## [Verilen Metin]
_ _ _ _

TEMYİZ EDENİN İDDİALARI : Davacı tarafından, 5362 sayılı Esnaf ve Meslek Kuruluşları Hakkındaki Kanun'un 30. maddesine göre, Federasyonlarının üyesi olan odaların üyelerinin mesleklerini icra ederken karşılaştıkları zorlukları ve sorunları çözümlemeye ve yargı mercileri önünde onları temsile yetkili olduğu; Kanun'un, tanıdığı yetkiye binaen açmış oldukları dava hakkında, ehliyet yönünden davanın reddine karar verilmiş olmasının hukuka aykırı olduğu ileri sürülerek Daire kararının bozulması istenilmektedir.
KARŞI TARAFIN SAVUNMASI : Davalı idare tarafından, Danıştay Onuncu Dairesince verilen kararın usul ve hukuka uygun bulunduğu ve temyiz dilekçesinde öne sürülen nedenlerin, kararın bozulmasını gerektirecek nitelikte olmadığı belirtilerek temyiz isteminin reddi gerektiği savunulmaktadır.

DANIŞTAY TETKİK HÂKİMİ ...'UN DÜŞÜNCESİ : Temyiz isteminin reddi ile Daire kararının onanması gerektiği düşünülmektedir.

TÜRK MİLLETİ ADINA
Karar veren Danıştay İdari Dava Daireleri Kurulunca, Tetkik Hâkiminin açıklamaları dinlendikten ve dosyadaki belgeler incelendikten sonra gereği görüşüldü:

HUKUKİ DEĞERLENDİRME:
Danıştay dava dairelerinin nihai kararlarının temyizen incelenerek bozulması, 2577 sayılı İdari Yargılama Usulü Kanunu'nun 49. maddesinde yer alan;
"a) Görev ve yetki dışında bir işe bakılmış olması,
b) Hukuka aykırı karar verilmesi,
c)Usul hükümlerinin uygulanmasında kararı etkileyebilecek nitelikte hata veya eksikliklerin bulunması" sebeplerinden birinin varlığı hâlinde mümkündür.
Temyizen incelenen karar usul ve hukuka uygun olup, temyiz dilekçesinde ileri sürülen iddialar kararın bozulmasını gerektirecek nitelikte görülmemiştir.

_ _ _ _

## [Veri Bölümü]
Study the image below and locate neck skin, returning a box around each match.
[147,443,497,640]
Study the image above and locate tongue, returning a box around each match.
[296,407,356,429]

_ _ _ _

## [Yapılacak Görevler]
- 1) Danıştay kararı metnine göre davacı, davanın ehliyet yönünden reddedilmesini neden hukuka aykırı buluyor? Bir ila üç cümleyle açıklayın.
- 2) Danıştay kararı metninde "TÜRK MİLLETİ ADINA" sözleriyle başlayıp "varlığı hâlinde mümkündür." ile biten kısmı yeniden yazın. Bu kısımda "belgeler" yerine "evraklar" koyun.

## [Alıştırma Cevapları]
- 1) Davacıya göre 5362 sayılı Esnaf ve Meslek Kuruluşları Hakkındaki Kanun'un 30. maddesi, federasyonu üyesi olan odaların üyelerini temsile yetkili kılıyor. Bu yetki, üyelerin mesleklerini yaparken karşılaştıkları zorlukları ve sorunları çözmeyi ve onları yargı mercileri önünde temsil etmeyi kapsıyor. Dava bu yetkiye dayanarak açıldığı için davacı, ehliyet yönünden ret kararını hukuka aykırı buluyor.

- 2)
TÜRK MİLLETİ ADINA
Karar veren Danıştay İdari Dava Daireleri Kurulunca, Tetkik Hâkiminin açıklamaları dinlendikten ve dosyadaki evraklar incelendikten sonra gereği görüşüldü:

HUKUKİ DEĞERLENDİRME:
Danıştay dava dairelerinin nihai kararlarının temyizen incelenerek bozulması, 2577 sayılı İdari Yargılama Usulü Kanunu'nun 49. maddesinde yer alan;
"a) Görev ve yetki dışında bir işe bakılmış olması,
b) Hukuka aykırı karar verilmesi,
c)Usul hükümlerinin uygulanmasında kararı etkileyebilecek nitelikte hata veya eksikliklerin bulunması" sebeplerinden birinin varlığı hâlinde mümkündür.